## [SHORT TASK]
How many lines in the material below contain the string "gift"? Reply with the number alone.
==== DATA EXCERPTS
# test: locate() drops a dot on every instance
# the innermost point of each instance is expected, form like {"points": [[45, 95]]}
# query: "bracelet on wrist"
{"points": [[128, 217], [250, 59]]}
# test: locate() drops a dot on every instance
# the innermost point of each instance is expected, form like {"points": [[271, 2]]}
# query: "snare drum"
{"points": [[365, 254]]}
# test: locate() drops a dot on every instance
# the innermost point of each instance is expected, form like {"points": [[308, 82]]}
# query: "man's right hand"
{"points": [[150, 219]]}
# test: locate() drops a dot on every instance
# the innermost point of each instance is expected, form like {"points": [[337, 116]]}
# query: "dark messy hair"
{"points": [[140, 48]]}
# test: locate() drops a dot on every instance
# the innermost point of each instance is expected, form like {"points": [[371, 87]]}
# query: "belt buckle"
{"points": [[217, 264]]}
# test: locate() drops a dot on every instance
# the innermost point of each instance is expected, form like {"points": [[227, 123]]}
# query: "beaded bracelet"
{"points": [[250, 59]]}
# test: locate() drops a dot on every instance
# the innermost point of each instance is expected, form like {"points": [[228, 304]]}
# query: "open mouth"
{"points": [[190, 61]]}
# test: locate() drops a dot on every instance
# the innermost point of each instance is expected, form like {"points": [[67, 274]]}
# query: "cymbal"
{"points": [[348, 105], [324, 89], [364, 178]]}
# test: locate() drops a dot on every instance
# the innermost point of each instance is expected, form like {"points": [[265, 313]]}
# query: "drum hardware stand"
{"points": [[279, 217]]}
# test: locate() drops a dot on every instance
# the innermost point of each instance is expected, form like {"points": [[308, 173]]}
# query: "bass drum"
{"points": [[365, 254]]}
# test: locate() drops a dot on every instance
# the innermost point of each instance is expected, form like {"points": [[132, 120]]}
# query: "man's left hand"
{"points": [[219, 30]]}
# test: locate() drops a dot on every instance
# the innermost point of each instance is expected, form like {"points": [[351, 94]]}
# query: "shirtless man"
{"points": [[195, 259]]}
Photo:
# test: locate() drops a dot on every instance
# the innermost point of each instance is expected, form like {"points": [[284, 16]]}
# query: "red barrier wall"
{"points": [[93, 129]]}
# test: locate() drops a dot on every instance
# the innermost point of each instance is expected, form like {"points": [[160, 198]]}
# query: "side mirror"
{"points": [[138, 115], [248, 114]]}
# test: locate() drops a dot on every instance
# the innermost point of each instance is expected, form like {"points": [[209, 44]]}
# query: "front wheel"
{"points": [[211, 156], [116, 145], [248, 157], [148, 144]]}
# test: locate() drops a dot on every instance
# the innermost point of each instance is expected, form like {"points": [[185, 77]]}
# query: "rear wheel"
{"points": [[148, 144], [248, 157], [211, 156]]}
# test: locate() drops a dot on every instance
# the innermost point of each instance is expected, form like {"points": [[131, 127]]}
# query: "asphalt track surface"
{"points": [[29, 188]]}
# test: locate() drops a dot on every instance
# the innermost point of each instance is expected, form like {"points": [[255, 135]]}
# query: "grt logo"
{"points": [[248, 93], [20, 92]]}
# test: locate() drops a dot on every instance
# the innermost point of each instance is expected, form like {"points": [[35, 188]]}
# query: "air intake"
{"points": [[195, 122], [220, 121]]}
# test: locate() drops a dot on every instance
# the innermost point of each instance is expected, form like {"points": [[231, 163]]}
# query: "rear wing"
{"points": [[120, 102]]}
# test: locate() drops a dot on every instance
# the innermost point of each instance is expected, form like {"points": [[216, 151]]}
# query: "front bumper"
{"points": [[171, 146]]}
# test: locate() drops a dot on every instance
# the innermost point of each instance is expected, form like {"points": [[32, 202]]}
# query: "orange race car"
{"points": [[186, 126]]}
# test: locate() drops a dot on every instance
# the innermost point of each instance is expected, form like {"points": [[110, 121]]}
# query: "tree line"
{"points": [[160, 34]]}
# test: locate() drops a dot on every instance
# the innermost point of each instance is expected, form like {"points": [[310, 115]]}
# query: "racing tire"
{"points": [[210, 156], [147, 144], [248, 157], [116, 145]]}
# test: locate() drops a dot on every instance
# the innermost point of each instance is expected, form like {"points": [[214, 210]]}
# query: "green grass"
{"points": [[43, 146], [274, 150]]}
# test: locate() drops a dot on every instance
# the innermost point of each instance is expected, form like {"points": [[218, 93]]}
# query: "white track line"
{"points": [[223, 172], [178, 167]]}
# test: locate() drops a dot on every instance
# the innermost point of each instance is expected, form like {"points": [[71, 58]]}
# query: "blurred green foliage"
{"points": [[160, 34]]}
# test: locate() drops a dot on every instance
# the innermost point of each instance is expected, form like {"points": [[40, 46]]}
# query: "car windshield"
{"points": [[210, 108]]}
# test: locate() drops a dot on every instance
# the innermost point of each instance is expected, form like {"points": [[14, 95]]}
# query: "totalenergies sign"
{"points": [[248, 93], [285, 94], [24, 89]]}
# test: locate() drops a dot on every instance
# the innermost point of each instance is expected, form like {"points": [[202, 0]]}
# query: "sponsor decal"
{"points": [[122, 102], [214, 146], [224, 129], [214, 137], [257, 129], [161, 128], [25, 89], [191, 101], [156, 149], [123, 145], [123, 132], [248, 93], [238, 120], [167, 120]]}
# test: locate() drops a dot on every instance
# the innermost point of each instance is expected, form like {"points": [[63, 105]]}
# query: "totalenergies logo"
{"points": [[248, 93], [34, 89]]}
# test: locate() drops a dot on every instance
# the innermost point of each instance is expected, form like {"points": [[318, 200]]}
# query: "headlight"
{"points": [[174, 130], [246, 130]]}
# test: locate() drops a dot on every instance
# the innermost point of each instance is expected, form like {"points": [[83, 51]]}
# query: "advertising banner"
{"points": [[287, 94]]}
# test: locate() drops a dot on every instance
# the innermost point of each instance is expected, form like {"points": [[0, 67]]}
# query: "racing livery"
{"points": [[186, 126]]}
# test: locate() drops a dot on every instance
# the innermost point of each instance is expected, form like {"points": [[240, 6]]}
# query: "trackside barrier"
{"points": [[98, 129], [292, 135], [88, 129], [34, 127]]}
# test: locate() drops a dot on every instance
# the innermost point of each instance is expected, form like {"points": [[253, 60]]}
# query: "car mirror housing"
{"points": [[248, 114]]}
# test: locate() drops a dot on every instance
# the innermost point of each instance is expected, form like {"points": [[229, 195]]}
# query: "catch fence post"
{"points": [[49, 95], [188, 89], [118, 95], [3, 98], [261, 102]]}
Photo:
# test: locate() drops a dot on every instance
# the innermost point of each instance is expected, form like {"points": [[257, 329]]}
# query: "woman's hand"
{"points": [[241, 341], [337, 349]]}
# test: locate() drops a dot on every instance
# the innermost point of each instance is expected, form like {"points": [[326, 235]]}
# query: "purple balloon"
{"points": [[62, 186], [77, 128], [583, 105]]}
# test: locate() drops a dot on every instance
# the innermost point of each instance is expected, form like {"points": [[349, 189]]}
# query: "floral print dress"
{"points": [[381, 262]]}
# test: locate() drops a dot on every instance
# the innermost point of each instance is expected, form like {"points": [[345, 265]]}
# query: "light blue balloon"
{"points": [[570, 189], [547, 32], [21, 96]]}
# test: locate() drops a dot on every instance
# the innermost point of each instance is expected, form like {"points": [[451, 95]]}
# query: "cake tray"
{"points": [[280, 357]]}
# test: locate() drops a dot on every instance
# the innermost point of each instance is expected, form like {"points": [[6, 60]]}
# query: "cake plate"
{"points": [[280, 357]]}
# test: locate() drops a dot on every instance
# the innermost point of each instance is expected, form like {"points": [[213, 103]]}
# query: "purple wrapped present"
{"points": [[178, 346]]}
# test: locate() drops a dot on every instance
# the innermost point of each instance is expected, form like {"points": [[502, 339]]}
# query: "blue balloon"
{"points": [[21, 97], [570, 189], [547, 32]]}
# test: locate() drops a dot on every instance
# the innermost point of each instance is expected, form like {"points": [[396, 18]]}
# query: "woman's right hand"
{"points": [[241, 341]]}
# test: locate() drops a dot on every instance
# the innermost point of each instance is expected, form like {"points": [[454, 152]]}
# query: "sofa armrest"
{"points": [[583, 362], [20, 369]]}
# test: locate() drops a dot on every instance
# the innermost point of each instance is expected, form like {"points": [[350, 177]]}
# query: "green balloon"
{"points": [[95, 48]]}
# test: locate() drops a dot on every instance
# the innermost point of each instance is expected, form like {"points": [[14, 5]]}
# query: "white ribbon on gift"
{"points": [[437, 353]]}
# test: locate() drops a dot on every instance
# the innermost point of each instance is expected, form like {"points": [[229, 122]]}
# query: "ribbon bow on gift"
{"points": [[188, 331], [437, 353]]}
========
## [SOLUTION TO THIS EXERCISE]
2